- Data shown

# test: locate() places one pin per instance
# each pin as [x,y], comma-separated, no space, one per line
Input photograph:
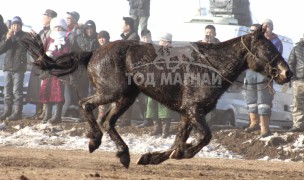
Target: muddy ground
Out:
[24,163]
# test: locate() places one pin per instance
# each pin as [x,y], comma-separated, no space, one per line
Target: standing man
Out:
[296,63]
[34,81]
[70,91]
[128,30]
[14,67]
[210,33]
[128,33]
[3,27]
[259,99]
[140,12]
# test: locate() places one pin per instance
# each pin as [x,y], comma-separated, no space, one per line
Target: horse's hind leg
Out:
[180,142]
[117,109]
[198,121]
[87,106]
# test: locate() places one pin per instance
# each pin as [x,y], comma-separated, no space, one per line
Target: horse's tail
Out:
[62,65]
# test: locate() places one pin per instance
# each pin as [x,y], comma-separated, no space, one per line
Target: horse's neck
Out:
[229,59]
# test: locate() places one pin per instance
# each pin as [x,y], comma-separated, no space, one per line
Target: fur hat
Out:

- Work to do
Arrange the lines above as a Markdown table with the columns Row and Line, giving each non-blank line a row number. Leave the pictures out.

- Problem solution
| Row | Line |
|---|---|
| 1 | # test: locate() places one pin per instance |
| 2 | # each pin as [x,y], comma-separated, no space, one per line |
| 3 | Input photograph: |
| 4 | Target: muddy ground |
| 5 | Out: |
| 6 | [24,163] |
| 7 | # test: locate() places one pin per instance |
| 8 | # each pin as [x,y], comma-separated, no space, one per line |
| 9 | Target: standing man |
| 10 | Out: |
| 11 | [296,63] |
| 12 | [34,81] |
| 13 | [70,91] |
| 14 | [128,30] |
| 15 | [14,67] |
| 16 | [210,33] |
| 17 | [128,33] |
| 18 | [3,27] |
| 19 | [259,99] |
| 20 | [140,12] |
| 21 | # test: locate() places one pin per instance |
| 22 | # each pin as [x,y], comma-separated, no space, one per line |
| 23 | Target: horse's hind leg |
| 24 | Out: |
| 25 | [180,142] |
| 26 | [117,109] |
| 27 | [198,121] |
| 28 | [87,106] |
| 29 | # test: locate() places one pin per instance |
| 30 | # each pin as [x,y], comma-separated, no space, one per line |
| 31 | Target: horse's tail |
| 32 | Out: |
| 33 | [62,65] |
| 34 | # test: locate() places one pin per instance |
| 35 | # each pin as [x,y], comma-separated, no space, one per line |
| 36 | Target: horse's neck |
| 37 | Out: |
| 38 | [229,59] |
| 39 | # test: locate() places one pin per instance |
| 40 | # each pin as [x,y], comma-separated, no space, one per line |
| 41 | Target: fur hat |
| 42 | Out: |